**The problem**
Arrange the lines below as a two-column CSV with the headers input and output. Give one row for each line beginning "Return one point", with its wording under input and its points under output, each in one quoted field with line breaks turned into spaces.

**Task input**

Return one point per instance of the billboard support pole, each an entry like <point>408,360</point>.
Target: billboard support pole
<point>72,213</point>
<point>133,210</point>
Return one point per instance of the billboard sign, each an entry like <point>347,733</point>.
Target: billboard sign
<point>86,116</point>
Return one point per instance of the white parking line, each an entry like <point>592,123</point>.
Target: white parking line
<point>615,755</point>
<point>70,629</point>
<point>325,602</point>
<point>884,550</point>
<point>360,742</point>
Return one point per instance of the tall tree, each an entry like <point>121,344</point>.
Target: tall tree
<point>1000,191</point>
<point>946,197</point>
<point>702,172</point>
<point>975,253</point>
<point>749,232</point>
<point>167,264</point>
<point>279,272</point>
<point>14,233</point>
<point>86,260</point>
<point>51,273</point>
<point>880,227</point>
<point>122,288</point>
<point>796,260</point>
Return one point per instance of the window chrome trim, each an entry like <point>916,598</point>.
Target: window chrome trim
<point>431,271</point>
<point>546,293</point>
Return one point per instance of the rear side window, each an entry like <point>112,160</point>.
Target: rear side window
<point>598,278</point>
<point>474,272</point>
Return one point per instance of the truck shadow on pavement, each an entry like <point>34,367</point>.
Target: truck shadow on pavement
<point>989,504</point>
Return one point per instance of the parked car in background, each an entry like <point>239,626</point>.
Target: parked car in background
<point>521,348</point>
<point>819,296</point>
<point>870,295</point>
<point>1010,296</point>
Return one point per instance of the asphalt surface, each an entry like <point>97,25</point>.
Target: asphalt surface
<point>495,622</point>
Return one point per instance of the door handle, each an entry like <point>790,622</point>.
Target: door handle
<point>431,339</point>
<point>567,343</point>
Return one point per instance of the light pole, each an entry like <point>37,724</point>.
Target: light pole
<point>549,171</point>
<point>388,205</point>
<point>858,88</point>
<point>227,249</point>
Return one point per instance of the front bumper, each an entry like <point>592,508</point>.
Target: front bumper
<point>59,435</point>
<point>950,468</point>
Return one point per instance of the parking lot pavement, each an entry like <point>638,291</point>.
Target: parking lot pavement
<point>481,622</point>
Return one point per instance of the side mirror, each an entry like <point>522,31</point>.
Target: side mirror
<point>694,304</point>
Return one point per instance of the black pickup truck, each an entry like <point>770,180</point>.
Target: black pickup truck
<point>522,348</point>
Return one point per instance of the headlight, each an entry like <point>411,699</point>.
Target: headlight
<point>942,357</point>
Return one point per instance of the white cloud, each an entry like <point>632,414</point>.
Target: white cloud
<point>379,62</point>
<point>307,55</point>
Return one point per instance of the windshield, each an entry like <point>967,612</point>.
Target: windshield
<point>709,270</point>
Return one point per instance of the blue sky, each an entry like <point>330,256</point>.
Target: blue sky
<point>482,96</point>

**Task solution**
input,output
"Return one point per instance of the billboard support pole, each an entry like <point>408,360</point>. Target: billboard support pole","<point>72,213</point> <point>133,210</point>"
"Return one point per instance of the billboard sign, each an entry like <point>347,733</point>. Target: billboard sign","<point>86,116</point>"
"Return one point per instance of the white parking line, each an entry like <point>592,123</point>. Target: white parking line","<point>615,755</point> <point>70,629</point> <point>325,602</point> <point>884,550</point> <point>360,742</point>"
"Return one point per instance of the tall tree, each an entry like <point>121,344</point>. Target: tall tree","<point>1000,191</point> <point>946,197</point> <point>702,172</point> <point>975,253</point> <point>749,232</point> <point>167,264</point> <point>279,272</point> <point>14,233</point> <point>86,260</point> <point>51,273</point> <point>880,227</point> <point>122,288</point> <point>796,260</point>"
"Return one point per instance of the window chrome trim, each an entry like <point>916,598</point>. Target: window chrome trim","<point>431,271</point> <point>546,293</point>"
"Return one point per instance of the rear side window, each an entry like <point>112,160</point>. Target: rear side window","<point>598,278</point> <point>474,272</point>"
"Return one point per instance of the truck shadow on pavement, each an entry like <point>34,367</point>. Target: truck shadow on pavement","<point>989,504</point>"
"Return one point per instance of the parked car in background, each an entry like <point>239,626</point>. Target: parked car in background","<point>521,348</point> <point>819,296</point> <point>870,295</point> <point>1010,296</point>"
"Return one point per instance of the asphalt surface, each an entry like <point>97,25</point>. Target: asphalt surface","<point>495,622</point>"
"Return one point per instance of the door handle, each an entry like <point>790,622</point>. Target: door handle","<point>431,339</point> <point>567,343</point>"
"Return one point per instance of the light pole, each an entry like <point>37,724</point>. Target: light pole","<point>549,171</point> <point>388,205</point> <point>858,88</point> <point>227,249</point>"
"Return one point per instance of the front bumper, each an entry like <point>592,508</point>. Target: front bumper","<point>59,435</point> <point>950,468</point>"
"Return one point per instance of the parking lot pavement, each an entry like <point>638,291</point>. Target: parking lot pavement","<point>481,622</point>"
"Return one point per instance of the side mirror, each an entry like <point>522,31</point>. Target: side mirror","<point>694,304</point>"
"Return one point per instance of the black pickup truck, each an entry like <point>770,180</point>. Target: black pickup truck","<point>522,348</point>"
"Return one point per instance of the headlight, each an entry like <point>411,699</point>. Target: headlight","<point>942,357</point>"
"Return one point per instance of the white cloud, each an entry like <point>632,414</point>. Target: white cloud","<point>379,62</point> <point>307,55</point>"
"Return one point per instance of the windshield, each an entry like <point>967,612</point>. Target: windshield","<point>709,270</point>"
"Return one point per instance of the blue sky, each an entry like <point>330,256</point>. Target: blue sky","<point>482,96</point>"